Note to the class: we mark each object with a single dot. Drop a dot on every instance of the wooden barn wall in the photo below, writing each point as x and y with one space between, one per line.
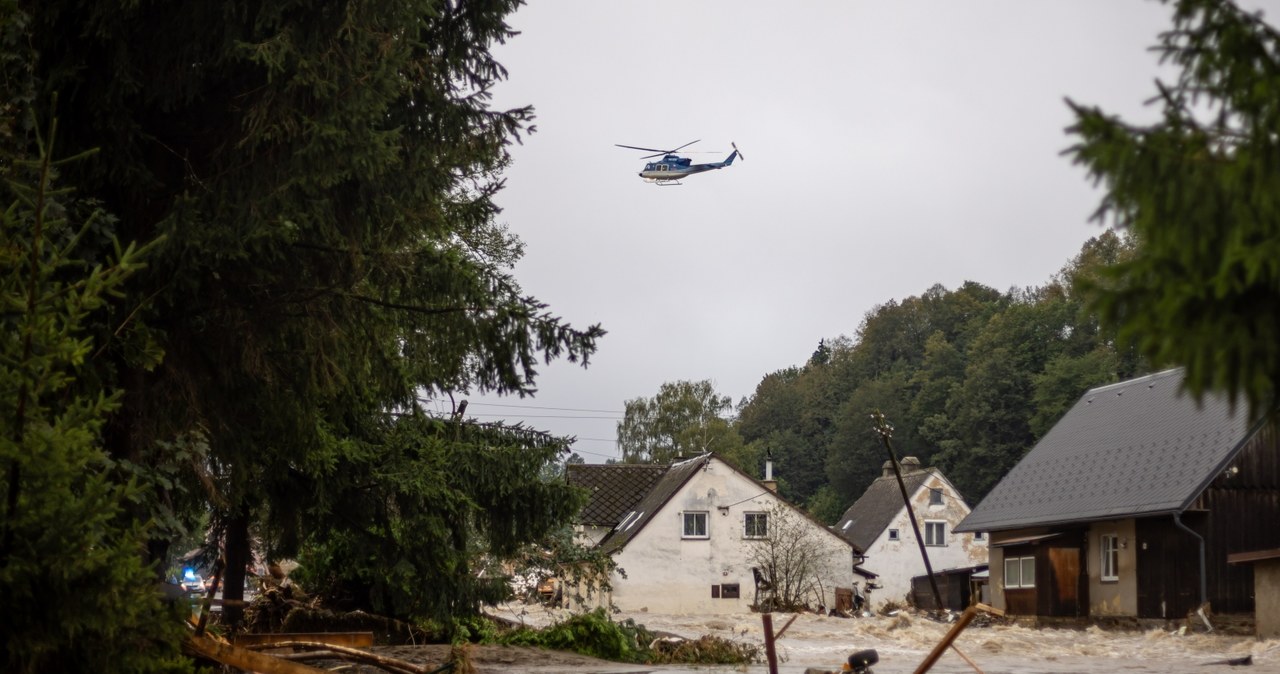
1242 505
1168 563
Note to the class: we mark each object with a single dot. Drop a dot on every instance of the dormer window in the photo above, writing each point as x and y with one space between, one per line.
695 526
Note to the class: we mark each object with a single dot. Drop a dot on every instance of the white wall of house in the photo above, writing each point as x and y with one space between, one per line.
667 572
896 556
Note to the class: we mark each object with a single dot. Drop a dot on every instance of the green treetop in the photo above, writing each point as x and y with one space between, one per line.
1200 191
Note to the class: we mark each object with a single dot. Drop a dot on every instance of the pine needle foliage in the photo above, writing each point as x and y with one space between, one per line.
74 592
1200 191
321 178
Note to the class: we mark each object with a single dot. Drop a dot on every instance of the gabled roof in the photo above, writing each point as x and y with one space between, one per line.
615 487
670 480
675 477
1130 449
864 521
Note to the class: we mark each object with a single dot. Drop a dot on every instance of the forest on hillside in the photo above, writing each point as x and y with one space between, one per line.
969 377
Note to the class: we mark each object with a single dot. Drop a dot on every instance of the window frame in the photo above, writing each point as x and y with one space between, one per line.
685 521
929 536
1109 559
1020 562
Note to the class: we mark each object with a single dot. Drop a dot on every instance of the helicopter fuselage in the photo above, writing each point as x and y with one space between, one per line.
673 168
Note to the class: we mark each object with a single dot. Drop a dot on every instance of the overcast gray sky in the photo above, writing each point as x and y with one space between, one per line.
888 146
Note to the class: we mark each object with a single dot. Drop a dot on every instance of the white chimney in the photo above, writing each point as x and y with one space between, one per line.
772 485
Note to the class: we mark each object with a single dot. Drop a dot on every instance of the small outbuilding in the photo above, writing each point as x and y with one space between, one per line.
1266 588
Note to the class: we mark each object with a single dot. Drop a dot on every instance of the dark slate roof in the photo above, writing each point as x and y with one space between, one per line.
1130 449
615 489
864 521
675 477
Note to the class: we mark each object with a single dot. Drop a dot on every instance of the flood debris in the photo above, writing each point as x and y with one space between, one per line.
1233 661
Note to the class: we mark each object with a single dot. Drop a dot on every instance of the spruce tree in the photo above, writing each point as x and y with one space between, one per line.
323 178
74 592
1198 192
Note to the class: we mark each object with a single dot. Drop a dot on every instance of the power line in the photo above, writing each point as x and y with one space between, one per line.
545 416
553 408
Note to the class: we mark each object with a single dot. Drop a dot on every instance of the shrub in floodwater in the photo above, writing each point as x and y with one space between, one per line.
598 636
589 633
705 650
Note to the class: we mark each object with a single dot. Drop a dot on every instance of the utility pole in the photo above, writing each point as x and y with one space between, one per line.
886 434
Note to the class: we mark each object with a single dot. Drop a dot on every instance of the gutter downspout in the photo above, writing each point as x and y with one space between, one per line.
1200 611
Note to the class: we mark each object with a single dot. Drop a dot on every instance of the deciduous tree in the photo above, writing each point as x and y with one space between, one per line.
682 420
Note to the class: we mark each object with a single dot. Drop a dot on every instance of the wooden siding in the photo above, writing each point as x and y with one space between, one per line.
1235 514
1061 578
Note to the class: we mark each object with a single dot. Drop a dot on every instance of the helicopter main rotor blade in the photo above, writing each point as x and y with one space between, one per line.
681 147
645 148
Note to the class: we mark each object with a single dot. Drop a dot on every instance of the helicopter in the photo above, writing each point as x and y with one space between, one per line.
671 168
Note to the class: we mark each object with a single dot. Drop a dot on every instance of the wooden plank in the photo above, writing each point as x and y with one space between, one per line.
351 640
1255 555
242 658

WORK ITEM: Quote the records in their entirety, keeping the wording exact and excluding pictures.

REPLY TO THE TASK:
Note to the class: we mark each object with a single dot. Drop a dot on every instance of the wooden barn wall in the photo below, writing each point as x and y with one space between, one per line.
1242 505
1168 563
Note to the class: we mark each object with a single dot. Drop a dot on every instance of the dormer window in the photo above, writing each point as x and y with one space between, one per line.
695 526
Note to the class: we mark each object with a single dot. Drop a dot on every instance of the white wall of house in the photo above, writing each point as x and y with one space between, one per line.
667 572
896 556
Note to the class: we mark each object with a single dot. Drop a dot on every instance of the green treetop in the photo above, writing each point as x and y with one space between, one per line.
1200 191
Note to the class: we mark each object with a single dot. Drop a dot on every instance of the pine needle foliage in the photo above, writing each point as x and y with one space between, one per line.
74 592
1200 191
321 178
Note to the class: we mark each object with a single dot. Drop a dot on every instance of the gabled roof in the photo above, writing each point as x and y with one space between, one per line.
615 487
670 480
675 477
1130 449
864 521
Note to the class: we mark each object with a single dot. Drop a dot on every instance of the forest on hillside in the photo above, writing each point as x and y with one space between, one per line.
969 377
Note to the class: we mark each object with a single dot. Drop a dot on every instance of the window frame in the photo above, writing each point as x and y with one space between, one per line.
685 521
929 536
1109 559
1020 562
Note to the class: we mark each object with a single dot. Drop a dot on every instance of the helicopter fuselage in the photo above, writing each point as x and y with one space between, one per line.
673 168
Note to the class: we mark each object with a single dot. Drop a dot on every instance of the overcast gray sky in the photo above, writing each point as x and y with one space between, one per line.
888 146
Note to the class: we mark each object with a single dot. Drop a dot on every instance of the white chimney in the photo above, writing each point as x and y with one space between, one per line.
772 485
Note to the class: we mark each object with a single dot. Drop a dot on every instance of the small outbuilding in the photo above, writing each point as x and y with one space between, one per line.
1266 588
Note to the class: we mark each object with a single dot. Drop a dot on every instance of the dark slate roof in the photo above, writing each point as x and y with one space between, one per line.
1130 449
615 489
864 521
675 477
Note to the class: we mark each object with a single dot. Drop a dot on every instance of the flood debris in the photo above, writing each point as x and y with one space between, one per line.
1233 661
Note to the class: we mark each object with a single dot. Drop a dot on every instance of the spruce tree in the photo above, writing each point as x and y with one space between, one per line.
323 178
74 592
1198 192
Note to the class: we mark each object with a single dot. Drop a dot on every instance of the power line in the photo above, writing each point as x and y with one space between, one per line.
545 416
553 408
Note to the class: we mark each object with a single dot. Drop a dot on every instance of the shrub in floodwater in the photo above, writing each point as x and y with one space between, one per line.
598 636
589 633
705 650
Note to the class: we mark each object with a single dot. Drop a dot on every instance of the utility pole in the photo above, writing each point as x and y with one space between, one per line.
886 434
Note to the class: we mark each object with a single dot. Drop a dot on every instance of the gutter downspout in the photo above, writing each point as x and y with one space between, one per line.
1200 611
Note to the class: we mark each object with a single dot. Drop a dot on every instance of the deciduous tree in the photo above, writing each point as x and y with one space between, one per line.
682 420
Note to the class: we mark each object with a single dot. Drop a dot on every instance of the wooden siding in the photo above, writing each point as x and y with one space between, one per line.
1235 514
1061 578
Note to the class: we mark each object with a single dot. Drop a dot on every instance of the helicopter main rotor blade in the photo above, writing each point as x and y with one space between, one per line.
681 147
645 148
Note to the class: we mark each object with a single dot. Drop a dot on every instance of the helicopter in the photo above, writing each point as x and y with one space between, one per line.
671 168
Note to the class: we mark each object with a single dot. Drop a dot on every instance of the wooden plank in the photo above, writing each point as x and y with one space between, one per line.
351 640
1255 555
242 658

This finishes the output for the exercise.